■ To do:
Could you output each line of the data that follows exactly?

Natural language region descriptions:
┌──

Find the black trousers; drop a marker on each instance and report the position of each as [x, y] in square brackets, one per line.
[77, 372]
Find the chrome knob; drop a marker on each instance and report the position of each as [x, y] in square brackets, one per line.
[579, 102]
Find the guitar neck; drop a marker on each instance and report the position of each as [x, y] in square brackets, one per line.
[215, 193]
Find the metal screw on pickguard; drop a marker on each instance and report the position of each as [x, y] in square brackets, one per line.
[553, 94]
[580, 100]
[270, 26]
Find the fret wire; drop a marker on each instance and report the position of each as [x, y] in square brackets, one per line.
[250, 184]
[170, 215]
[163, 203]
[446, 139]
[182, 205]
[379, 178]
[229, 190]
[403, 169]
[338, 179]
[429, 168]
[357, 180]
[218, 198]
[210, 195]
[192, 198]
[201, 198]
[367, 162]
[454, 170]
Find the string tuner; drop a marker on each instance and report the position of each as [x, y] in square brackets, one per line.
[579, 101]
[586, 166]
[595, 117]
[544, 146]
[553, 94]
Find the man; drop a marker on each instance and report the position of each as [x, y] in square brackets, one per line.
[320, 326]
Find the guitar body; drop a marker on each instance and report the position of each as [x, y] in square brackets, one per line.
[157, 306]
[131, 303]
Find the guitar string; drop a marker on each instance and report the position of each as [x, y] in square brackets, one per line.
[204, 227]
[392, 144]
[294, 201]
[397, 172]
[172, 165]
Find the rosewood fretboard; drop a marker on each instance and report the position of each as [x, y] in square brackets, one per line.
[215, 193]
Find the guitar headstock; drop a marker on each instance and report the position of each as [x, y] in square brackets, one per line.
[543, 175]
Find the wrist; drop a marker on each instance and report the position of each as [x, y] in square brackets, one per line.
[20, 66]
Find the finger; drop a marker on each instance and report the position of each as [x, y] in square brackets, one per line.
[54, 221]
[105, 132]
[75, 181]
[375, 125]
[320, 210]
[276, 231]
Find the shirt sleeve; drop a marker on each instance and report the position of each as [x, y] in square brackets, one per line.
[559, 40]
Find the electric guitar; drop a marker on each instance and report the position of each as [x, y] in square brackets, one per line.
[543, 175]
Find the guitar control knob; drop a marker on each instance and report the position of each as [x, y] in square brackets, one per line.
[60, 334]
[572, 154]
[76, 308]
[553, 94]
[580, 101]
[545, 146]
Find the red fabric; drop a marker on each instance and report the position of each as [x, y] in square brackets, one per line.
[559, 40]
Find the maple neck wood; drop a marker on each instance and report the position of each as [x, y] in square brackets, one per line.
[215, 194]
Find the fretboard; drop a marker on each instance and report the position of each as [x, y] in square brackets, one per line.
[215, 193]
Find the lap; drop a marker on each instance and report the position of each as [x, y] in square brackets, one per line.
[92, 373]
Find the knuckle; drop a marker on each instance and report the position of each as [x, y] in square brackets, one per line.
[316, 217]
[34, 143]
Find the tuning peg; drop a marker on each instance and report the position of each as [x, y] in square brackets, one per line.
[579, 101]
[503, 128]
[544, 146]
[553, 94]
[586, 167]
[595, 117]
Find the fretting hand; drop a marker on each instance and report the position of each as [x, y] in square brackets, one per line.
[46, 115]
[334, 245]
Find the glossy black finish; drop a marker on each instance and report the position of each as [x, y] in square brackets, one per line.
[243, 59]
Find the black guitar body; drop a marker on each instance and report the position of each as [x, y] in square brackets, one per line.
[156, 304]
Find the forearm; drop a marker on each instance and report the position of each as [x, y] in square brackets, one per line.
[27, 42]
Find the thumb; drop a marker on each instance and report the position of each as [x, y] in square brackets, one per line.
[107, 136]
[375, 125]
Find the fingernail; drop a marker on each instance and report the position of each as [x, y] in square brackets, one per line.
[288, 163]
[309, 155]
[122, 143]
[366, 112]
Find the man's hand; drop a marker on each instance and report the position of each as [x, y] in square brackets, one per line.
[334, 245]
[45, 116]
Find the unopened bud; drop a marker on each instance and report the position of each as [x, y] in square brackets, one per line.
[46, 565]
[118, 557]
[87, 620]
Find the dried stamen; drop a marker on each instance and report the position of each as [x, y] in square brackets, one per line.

└──

■ Output for this task:
Find the black trousers; drop a marker on each instance and report the position of each as [x, y] in square brackets, one per line.
[77, 372]
Find the chrome knob; drop a marker on each instance and report the position of each as [x, y] in square brackets, one per line.
[579, 102]
Find the guitar neck; drop a marker on each instance and report the position of each as [x, y] in square brackets, one per line.
[215, 193]
Find the metal screw on pickguard; drop a marker on each instance and report the position of each as [x, y] in square brackets, one per line.
[553, 94]
[580, 100]
[270, 26]
Find the fret wire; drop a marker on each instance and report the position of each as [x, y] in square brackets, one per line.
[250, 184]
[170, 215]
[163, 203]
[446, 139]
[182, 205]
[379, 178]
[229, 190]
[403, 169]
[338, 179]
[429, 168]
[357, 180]
[218, 198]
[210, 195]
[192, 198]
[201, 198]
[367, 162]
[454, 170]
Find the string tuner; drop a marker on each instance and report the position of each as [x, y] in square brackets, one per line.
[579, 101]
[586, 166]
[595, 117]
[544, 146]
[553, 94]
Find the man; drop a marker on each instance and report the position of each as [x, y] in square brackets, one per line.
[320, 326]
Find the guitar body; drop a marker on each instance and report the position of each as [x, y] in square brackets, one per line.
[157, 306]
[131, 303]
Find the guitar string; drop a marker on each instance and report the position of each as [x, y] in square brackets, one per line.
[204, 227]
[392, 144]
[294, 201]
[397, 172]
[172, 165]
Find the rosewood fretboard; drop a marker on each instance and report the position of each as [x, y] in square brackets, one per line.
[215, 193]
Find the guitar headstock; drop a marker on each instance and report the position of each as [x, y] in square brackets, one per line.
[543, 175]
Find the wrist; drop a marker on each instance and report the position of each as [x, y] in square brackets, one per line.
[20, 66]
Find the finger; drop a marker on each instance and report the position of each as [x, y] in square brackets, one per line.
[54, 221]
[105, 132]
[75, 181]
[375, 125]
[320, 210]
[276, 231]
Find the shirt sleeve; drop a marker on each instance and report the position of each as [x, y] in square brackets, one per line.
[559, 40]
Find the electric guitar; drop a marker on each instance and report the position of each as [x, y] in square brackets, one per line.
[543, 175]
Find the guitar control knob; drop a marker on each instance and report the position of each as [x, y] in square brackets, one per line.
[60, 334]
[572, 154]
[76, 308]
[553, 94]
[580, 101]
[545, 146]
Find the red fabric; drop a marker on each instance and report the position of each as [x, y] in square brackets, one per line.
[559, 40]
Find the maple neck wood; drop a marker on each instance and report the position of each as [x, y] in square brackets, one per line.
[215, 194]
Find the fretboard; drop a marker on each instance and report the position of each as [x, y] in square brackets, one per line.
[215, 193]
Find the lap; drop a marker on each instance and report the position of each as [x, y] in square brackets, one per line.
[92, 373]
Find the knuckle; drop a marker on each instance and report the position of each as [x, y] in square brackets, one per line.
[316, 217]
[34, 143]
Find the tuning peg; drop a marker on each instance and report the position of each as [x, y] in square brackets, one per line.
[579, 101]
[503, 128]
[544, 146]
[553, 94]
[586, 167]
[595, 117]
Find the fretting hand; drop a marker on each instance and report the position of each as [x, y] in square brackets, one per line.
[46, 115]
[334, 245]
Find the glossy black finish; drop a marker on each instance and report the position of each as [x, y] in square brackets, one per line.
[243, 59]
Find the black guitar body; drop a marker on each instance and report the position of each as [x, y] in square brackets, one per line.
[156, 304]
Find the forearm; drop a marker on each instance and report the position of each as [x, y] in square brackets, one per line.
[27, 42]
Find the thumb; drop a marker on each instance and report the position of each as [x, y] in square brackets, one per line.
[107, 136]
[375, 125]
Find the fingernail; drop a marker on each instance and report the position of each as [x, y] in square brackets, one per line.
[288, 163]
[309, 155]
[122, 143]
[366, 112]
Find the man's hand; drop a marker on each instance and report the position of each as [x, y] in square brackets, one per line.
[334, 245]
[45, 116]
Find the unopened bud; drop a marker on each instance and report the position of each as [x, y] in square brackets, one per line.
[46, 565]
[118, 557]
[87, 620]
Find the dried stamen; drop a marker on each instance and report the position of each as [x, y] in square brackets, one per line.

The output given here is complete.